• _Exercise description_
Copy each of the following rows word for word, without changing anything.
※
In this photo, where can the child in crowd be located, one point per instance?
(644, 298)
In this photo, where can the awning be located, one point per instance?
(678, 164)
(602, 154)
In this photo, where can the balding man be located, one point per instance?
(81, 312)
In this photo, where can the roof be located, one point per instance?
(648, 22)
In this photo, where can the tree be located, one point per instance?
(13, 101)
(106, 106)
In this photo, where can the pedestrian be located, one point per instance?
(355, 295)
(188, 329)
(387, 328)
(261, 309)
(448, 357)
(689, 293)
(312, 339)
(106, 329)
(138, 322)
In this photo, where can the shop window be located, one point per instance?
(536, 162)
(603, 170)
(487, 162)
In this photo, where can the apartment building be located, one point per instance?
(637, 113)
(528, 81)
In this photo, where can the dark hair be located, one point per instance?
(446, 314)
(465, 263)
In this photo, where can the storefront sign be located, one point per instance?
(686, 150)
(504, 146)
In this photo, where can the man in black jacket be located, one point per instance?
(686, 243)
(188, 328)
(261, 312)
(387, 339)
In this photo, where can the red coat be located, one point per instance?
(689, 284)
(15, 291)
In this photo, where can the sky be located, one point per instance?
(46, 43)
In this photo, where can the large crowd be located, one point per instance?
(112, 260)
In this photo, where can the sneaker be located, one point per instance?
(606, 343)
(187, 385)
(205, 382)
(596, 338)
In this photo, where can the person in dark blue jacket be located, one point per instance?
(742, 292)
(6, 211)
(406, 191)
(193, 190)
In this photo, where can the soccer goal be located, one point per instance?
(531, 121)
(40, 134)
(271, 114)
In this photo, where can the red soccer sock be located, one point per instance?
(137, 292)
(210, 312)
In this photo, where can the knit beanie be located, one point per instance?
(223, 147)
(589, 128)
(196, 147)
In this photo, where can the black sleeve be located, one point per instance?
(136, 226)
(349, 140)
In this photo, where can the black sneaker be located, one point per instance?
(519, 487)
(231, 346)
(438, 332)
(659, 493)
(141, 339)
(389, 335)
※
• _Result of the task_
In this photo, where can the child in crowd be located, one point per instance?
(644, 298)
In this photo, where can the awning be located, one point per instance?
(678, 164)
(602, 154)
In this photo, where can the balding man be located, one point per instance?
(81, 312)
In this photo, where can the roof be located, one point per instance?
(648, 22)
In this photo, where can the tree be located, one point per instance?
(13, 101)
(106, 106)
In this photo, where can the pedestrian be located, one point per instance?
(355, 295)
(188, 329)
(387, 328)
(261, 309)
(448, 357)
(689, 293)
(312, 339)
(106, 329)
(138, 322)
In this photo, where can the shop window be located, one point per instance?
(536, 162)
(603, 170)
(487, 162)
In this photo, where can the apartment building be located, one point per instance?
(637, 113)
(528, 81)
In this photo, where can the dark hair be located, one point per instance?
(446, 314)
(465, 263)
In this photo, where can the storefront sign be located, one point per instance?
(686, 150)
(504, 146)
In this photo, where can the man in black jacket be located, one point per instance?
(686, 243)
(188, 328)
(261, 312)
(387, 339)
In this photo, where can the red coat be located, one point per instance?
(689, 284)
(15, 291)
In this photo, where can the sky be located, one point per instance?
(46, 43)
In this photo, where can the large crowd be located, one point per instance?
(112, 260)
In this photo, where can the sneaker be located, one point per instance?
(606, 343)
(187, 385)
(205, 382)
(596, 338)
In this photo, where can the person in dark blue jacket be located, one point per instance?
(742, 292)
(6, 211)
(406, 191)
(193, 190)
In this photo, where can the soccer goal be located, one point per instance?
(531, 121)
(40, 134)
(271, 114)
In this photo, where can the red soccer sock be located, one point per instance?
(137, 292)
(210, 312)
In this photo, where can the knit beanie be located, one point per instance?
(223, 147)
(589, 128)
(196, 147)
In this photo, where can the black sleeve be located, one point per instance?
(136, 226)
(349, 140)
In this photo, where can the black sneaker be located, one point per instance?
(519, 487)
(231, 346)
(438, 332)
(659, 493)
(141, 339)
(389, 335)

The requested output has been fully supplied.